### STATED PROBLEM A
In the records, take the part that opens with the line containing "Note to the class: we label each instance of the tree" and closes with the line containing "pixel 51 279", both lines included. Rewrite only those lines, keeping each request as it stands, but scale every pixel coordinate in the answers by 0.45 and round to whole numbers, with halves rounded up.

Since their beginnings in the late eighties as a street festival in Quebec, Circque du Soleil has performed for more than thirty million people. Currently, their 575 performers are staging seven shows on four continents. Their animal-less performances are a tantalizing mixture of dance, acrobatics, and music. Best bets at their site (besides details on when and where they perform) are the video previews of their seven shows which you'll find under In the Ring.
Brothers and Barnum & Bailey
" Ladies and gentlemen, children of all ages, the online edition of The Greatest Show on Earth!" Following the left-hand menu, you can start your tour with Fun and Games, where you'll find Shockwave arcade games such as Create a Clown and Morph a Clown, circus-themed e-postcards, and a Ringmaster's Quiz. Other sections worth clicking are The Magnificent Menagerie (all about the circus animals and their care,) History & Tradition (a history of the RBBB circus), and an excellent section for teachers, homeschoolers and troop leaders titled Circus Works.
Although they certainly never went out of fashion, dinosaurs are enjoying a resurgence in popularity because of the recent release of Disney's animated Dinosaur movie. If all the related dinosaur hoopla is spurring a dino interest in your household, here are some educational sites to explore together.
Dig These Dinosaurs
These twelve fun dino activities from Bonus.com are categorized into three age groups. The easiest activities are coded with a beach ball for ages three to six. Those for seven to elevens are marked with stars. And the most advanced (for ages twelve to fifteen) are labeled with an owl icon. My three favorite clicks are the Dinosaur Imposters ("It is your job to interrogate them and weed out the ‘imposter-saurs.'"), Dino Science ("Test your knowledge of dinosaur anatomy by matching the skeletons with their skulls.") and Dino Puzzle ("Put together a dinosaur skeleton and make it come alive!")
at the Field Museum
Who is Sue? "Sue is the largest, most complete, and best preserved Tyrannosaurus rex. She was discovered by fossil hunter Sue Hendrickson in 1990, in the badlands of South Dakota." Following a long custody battle, Sue was sold at Sotheby's auction house October 4, 1997. The Field Museum purchased Sue for nearly $8.4 million – the most money ever paid for a fossil. On May 17 of this year, the museum revealed Sue. She stands thirteen feet high at her hips and is forty-two feet long from head to tail.

### LISTED ENTRIES

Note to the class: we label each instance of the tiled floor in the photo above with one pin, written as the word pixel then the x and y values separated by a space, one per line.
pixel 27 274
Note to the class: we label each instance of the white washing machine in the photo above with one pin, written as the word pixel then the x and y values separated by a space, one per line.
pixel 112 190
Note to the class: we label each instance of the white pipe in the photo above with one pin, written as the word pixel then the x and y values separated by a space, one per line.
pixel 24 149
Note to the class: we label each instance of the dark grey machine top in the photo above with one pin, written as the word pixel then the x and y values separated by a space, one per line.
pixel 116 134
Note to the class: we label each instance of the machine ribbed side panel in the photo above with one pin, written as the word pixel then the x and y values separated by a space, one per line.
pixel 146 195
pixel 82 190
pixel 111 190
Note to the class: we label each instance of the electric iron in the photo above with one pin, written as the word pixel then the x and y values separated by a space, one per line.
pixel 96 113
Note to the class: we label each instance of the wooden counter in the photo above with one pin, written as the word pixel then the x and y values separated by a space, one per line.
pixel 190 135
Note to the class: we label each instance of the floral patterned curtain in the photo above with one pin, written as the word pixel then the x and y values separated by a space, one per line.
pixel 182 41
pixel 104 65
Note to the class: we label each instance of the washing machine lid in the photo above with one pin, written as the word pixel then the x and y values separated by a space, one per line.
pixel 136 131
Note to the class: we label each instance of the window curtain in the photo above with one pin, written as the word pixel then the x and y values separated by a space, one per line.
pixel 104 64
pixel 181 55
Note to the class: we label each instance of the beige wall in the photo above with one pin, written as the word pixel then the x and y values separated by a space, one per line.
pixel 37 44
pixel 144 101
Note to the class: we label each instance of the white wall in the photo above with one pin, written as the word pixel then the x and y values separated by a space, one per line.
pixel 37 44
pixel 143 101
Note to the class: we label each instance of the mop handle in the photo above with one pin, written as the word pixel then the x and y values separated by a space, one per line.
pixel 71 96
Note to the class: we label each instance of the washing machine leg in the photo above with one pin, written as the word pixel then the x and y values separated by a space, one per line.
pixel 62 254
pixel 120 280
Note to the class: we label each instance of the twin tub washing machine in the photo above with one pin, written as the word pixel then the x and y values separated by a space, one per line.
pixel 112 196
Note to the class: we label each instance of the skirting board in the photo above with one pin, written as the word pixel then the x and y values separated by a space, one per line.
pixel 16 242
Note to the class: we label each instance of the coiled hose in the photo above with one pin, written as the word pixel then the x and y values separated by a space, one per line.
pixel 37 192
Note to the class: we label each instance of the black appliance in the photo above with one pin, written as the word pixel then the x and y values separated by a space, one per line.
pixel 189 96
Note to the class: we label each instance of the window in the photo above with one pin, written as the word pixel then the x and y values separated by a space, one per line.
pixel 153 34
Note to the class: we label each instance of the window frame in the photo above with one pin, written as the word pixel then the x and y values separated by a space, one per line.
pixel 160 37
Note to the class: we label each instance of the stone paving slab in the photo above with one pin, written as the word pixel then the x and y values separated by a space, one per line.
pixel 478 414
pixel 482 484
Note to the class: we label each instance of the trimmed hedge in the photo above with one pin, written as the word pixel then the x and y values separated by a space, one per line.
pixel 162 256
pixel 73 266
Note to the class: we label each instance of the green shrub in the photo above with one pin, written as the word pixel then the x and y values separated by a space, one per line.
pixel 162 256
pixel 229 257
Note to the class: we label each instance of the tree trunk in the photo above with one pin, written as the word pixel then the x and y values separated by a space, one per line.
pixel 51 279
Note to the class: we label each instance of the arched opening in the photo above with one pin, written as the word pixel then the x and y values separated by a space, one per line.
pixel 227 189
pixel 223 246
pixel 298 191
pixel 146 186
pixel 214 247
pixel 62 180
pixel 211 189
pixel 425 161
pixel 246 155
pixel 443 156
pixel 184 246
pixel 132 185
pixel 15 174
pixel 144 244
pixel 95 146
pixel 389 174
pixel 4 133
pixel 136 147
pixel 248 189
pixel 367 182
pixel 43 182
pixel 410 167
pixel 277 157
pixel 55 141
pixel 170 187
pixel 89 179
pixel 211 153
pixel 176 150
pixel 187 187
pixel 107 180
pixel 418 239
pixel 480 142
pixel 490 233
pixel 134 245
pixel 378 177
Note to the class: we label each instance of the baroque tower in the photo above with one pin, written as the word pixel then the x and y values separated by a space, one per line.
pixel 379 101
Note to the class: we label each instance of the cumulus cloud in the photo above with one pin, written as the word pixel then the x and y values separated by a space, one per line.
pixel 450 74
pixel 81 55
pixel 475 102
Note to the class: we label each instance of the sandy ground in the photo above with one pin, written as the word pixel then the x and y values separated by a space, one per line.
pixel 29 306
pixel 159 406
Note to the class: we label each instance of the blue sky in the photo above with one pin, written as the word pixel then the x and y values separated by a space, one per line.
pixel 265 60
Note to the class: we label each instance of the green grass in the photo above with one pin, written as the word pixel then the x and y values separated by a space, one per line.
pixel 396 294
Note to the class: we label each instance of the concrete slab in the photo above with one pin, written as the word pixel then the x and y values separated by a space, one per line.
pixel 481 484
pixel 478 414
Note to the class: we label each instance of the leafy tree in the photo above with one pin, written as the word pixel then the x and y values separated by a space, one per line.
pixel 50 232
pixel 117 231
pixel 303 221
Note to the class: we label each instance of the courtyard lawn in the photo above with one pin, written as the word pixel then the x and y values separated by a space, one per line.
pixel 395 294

### STATED PROBLEM B
Continue the guide to circus and dinosaur websites from the point where it stops.

### WRITTEN ANSWER A
Note to the class: we label each instance of the tree trunk in the photo above with one pin, written as the word pixel then the x and y values separated by a space, one per line.
pixel 23 126

### WRITTEN ANSWER B
There are so many ways to explore this BBC site (my pick-of-the-day!) it's hard to decide where to begin. I suggest clicking on Today's Choice to view the Flash episode of the day. And, since fun is such an important part of learning, don't miss the Games and Quizzes -- which is where you will find the dinosaur Web cam (the only one of its kind on the WHOLE Internet.) For a unique collection of dino jokes ("Why did the Apatosaurus devour the factory? Because she was a plant eater") click on Dig Deeper, then You Sent Us.
"Last seen alive 68 million years ago in an area now called Alberta in Canada. Has powerful jaws and sharp teeth, but poses no immediate danger. Evidence of an Albertosaurus mass burial found about 90 years ago, but exact site not known. Information leading to its whereabouts requested by dino detective Phillip Currie." Learn how real-life palaeontologist Currie tracked down the missing burial site. Curie and his team have, so far, unearthed the remains of twelve Albertosaurs, evidence that these carnivores probably lived in packs.
What do kids do with computers? Play, of course. And to encourage them, here is a collection of my online games for pre-readers. A few of these games require Shockwave, others require a Java-capable browser.
Billy Bear's Online Games
From preschool to sixth grade, Funschool.com is a cornucopia of grade-specific activities. All are Java-based, so have the same browser requirements as Billy Bear (see above). At the bottom of each activity screen are buttons to play another scenario of the same game, to restart the current game, or return to the grade-level game listings. Learning these will help you get around. My favorite preschool game is Fishing for Numbers, where the player matches numbers to sets of fish. For older kids, I like the geography game "Where in the world?"
This gallery of eight games is just right for the preschool and kindergarten set. You'll find two memory matching games (Ice Going and Haunted Memory Mansion), three create-a-face games (Macaroni Art, Snow Man and Create-a-Creature), and two music games (Milk Bottle and Rom's Rock Shop). And at last but not least, match the animal to its paw print in "Whose Foot is It Anyway?"
These three ingenious neighborhoods are filled with musical sounds available for the clicking. Similar to the popular Living Books series (which taught our children to click on everything), each clicked object animates and plays a sound. Sequences of sounds can be recorded and played back. For older kids (or parents who take dictation), they also have writing pages based on material from the musical games.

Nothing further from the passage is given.